Start Entries supplied
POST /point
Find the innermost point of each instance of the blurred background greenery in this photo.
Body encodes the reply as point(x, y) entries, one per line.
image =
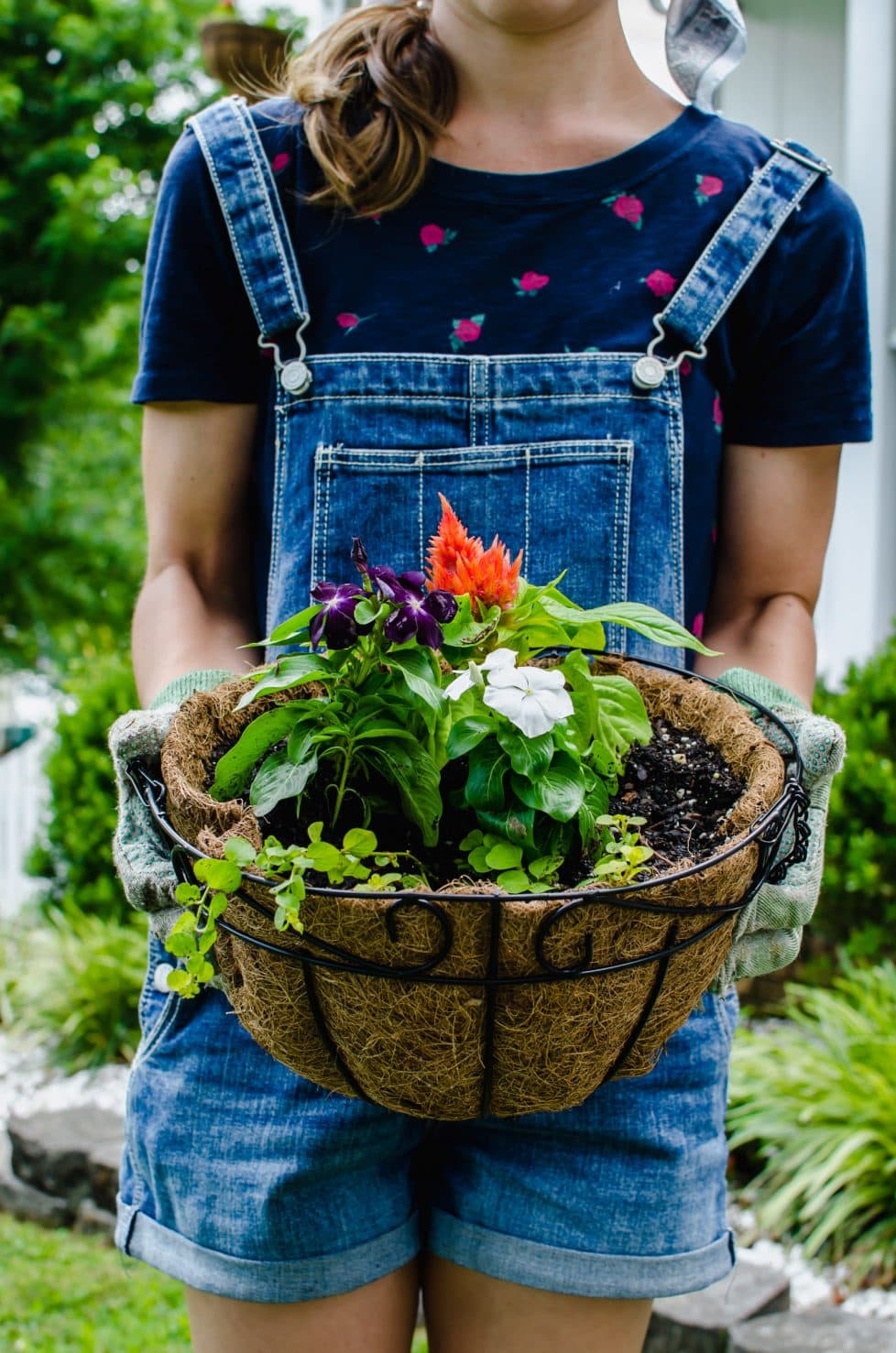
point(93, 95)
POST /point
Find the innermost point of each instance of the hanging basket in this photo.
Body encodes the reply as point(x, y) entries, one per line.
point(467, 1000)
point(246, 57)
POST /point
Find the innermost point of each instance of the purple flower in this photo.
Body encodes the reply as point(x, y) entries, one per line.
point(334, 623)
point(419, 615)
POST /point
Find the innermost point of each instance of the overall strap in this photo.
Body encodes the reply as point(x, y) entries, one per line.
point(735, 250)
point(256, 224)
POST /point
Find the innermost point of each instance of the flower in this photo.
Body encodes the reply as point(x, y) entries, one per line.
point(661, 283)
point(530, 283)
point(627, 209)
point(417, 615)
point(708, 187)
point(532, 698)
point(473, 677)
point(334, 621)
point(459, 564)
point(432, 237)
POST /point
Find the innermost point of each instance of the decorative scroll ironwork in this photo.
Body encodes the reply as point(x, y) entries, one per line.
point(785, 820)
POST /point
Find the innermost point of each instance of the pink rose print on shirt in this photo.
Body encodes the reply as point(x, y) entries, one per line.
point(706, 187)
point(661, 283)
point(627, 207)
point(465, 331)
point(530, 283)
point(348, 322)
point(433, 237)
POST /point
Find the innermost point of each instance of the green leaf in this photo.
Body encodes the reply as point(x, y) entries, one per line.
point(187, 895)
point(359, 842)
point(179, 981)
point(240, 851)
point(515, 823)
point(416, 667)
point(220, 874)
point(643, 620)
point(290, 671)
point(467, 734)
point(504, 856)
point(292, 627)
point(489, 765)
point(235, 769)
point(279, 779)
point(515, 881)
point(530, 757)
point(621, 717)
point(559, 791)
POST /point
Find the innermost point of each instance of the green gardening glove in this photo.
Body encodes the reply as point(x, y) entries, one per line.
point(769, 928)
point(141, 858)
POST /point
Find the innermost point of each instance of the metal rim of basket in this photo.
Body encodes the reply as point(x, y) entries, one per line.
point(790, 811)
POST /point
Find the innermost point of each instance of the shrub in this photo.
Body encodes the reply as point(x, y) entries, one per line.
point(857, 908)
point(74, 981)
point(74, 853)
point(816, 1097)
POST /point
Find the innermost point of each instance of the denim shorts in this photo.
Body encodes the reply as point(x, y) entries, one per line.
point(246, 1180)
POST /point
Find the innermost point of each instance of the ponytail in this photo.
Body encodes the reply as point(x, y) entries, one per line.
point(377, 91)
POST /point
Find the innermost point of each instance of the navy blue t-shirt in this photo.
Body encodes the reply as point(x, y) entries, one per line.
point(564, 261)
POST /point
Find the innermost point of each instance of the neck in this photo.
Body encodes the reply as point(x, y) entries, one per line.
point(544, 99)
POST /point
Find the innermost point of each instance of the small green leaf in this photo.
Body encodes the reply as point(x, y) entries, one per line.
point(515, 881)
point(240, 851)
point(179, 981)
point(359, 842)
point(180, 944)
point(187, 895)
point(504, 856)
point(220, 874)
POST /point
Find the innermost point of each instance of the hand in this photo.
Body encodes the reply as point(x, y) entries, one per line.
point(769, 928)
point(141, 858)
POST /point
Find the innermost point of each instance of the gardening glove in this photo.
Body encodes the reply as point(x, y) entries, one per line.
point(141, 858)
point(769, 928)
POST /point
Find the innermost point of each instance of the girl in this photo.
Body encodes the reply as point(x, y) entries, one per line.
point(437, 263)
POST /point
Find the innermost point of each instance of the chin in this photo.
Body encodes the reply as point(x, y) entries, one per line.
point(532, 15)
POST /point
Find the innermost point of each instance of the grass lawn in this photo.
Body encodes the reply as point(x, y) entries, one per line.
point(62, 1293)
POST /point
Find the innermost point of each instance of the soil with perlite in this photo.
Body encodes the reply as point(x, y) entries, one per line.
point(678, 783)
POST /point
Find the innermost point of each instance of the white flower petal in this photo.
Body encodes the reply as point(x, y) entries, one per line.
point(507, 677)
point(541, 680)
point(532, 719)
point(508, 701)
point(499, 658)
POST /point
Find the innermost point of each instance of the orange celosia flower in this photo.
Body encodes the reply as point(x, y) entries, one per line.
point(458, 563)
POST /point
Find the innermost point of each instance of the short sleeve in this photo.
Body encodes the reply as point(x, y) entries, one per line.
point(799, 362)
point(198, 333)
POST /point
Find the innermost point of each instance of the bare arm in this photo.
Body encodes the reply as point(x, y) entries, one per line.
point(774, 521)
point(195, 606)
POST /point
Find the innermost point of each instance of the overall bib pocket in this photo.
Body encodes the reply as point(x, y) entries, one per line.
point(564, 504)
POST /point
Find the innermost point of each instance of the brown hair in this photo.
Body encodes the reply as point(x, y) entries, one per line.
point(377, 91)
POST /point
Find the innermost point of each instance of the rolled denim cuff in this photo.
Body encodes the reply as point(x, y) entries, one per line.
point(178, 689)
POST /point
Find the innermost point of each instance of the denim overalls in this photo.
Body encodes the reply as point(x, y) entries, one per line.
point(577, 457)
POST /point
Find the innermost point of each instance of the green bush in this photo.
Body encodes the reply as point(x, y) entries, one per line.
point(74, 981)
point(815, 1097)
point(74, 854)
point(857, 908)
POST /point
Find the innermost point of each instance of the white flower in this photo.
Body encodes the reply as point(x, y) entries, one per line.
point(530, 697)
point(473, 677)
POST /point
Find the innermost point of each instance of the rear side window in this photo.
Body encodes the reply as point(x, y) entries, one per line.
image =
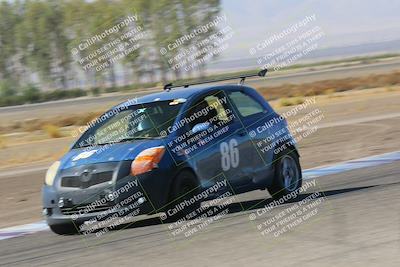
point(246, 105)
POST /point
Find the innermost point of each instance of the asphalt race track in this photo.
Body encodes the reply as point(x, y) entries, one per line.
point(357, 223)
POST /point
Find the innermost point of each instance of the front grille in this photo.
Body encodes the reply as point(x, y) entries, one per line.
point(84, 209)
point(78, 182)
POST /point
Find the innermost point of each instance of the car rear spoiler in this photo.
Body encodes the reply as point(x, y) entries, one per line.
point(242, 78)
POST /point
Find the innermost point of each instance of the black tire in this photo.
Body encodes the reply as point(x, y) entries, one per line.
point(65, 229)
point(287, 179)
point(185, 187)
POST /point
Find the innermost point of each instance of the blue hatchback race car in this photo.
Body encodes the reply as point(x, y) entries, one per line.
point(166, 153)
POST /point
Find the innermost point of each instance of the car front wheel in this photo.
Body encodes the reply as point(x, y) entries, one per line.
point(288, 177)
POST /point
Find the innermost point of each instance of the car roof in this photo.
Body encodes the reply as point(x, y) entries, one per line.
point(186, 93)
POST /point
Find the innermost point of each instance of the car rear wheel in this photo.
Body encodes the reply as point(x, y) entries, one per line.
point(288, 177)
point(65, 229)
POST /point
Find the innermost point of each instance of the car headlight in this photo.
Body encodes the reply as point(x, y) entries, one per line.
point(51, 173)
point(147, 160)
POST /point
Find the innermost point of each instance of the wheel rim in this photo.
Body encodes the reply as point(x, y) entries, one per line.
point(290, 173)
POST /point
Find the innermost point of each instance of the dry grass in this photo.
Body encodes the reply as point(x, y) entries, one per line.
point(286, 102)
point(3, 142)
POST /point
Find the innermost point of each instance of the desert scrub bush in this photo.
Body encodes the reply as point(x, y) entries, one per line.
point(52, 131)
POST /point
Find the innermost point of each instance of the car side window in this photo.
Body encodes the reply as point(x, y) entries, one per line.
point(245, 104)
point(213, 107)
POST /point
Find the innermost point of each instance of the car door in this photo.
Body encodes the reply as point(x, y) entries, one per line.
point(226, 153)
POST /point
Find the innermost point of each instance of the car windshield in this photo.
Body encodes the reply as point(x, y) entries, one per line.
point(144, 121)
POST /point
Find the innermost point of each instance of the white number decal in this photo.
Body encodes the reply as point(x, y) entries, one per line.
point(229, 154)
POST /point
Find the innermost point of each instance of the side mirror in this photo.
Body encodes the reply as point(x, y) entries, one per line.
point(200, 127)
End Entries supplied
* **What you need to do**: Could you revise the data from its start through the line with "point(246, 57)", putting "central point" wherever "innermost point" appears and keeping everything else the same? Leave the pictures out of your answer.

* **Solved exercise**:
POST /point
Find the central point of each instance of the blurred background greenery in this photo.
Body encodes the reply as point(x, y) entries, one per line.
image =
point(93, 95)
POST /point
Find the central point of each instance of the hanging basket in this photo.
Body encodes the reply as point(x, y) entries, one per line.
point(467, 1000)
point(246, 57)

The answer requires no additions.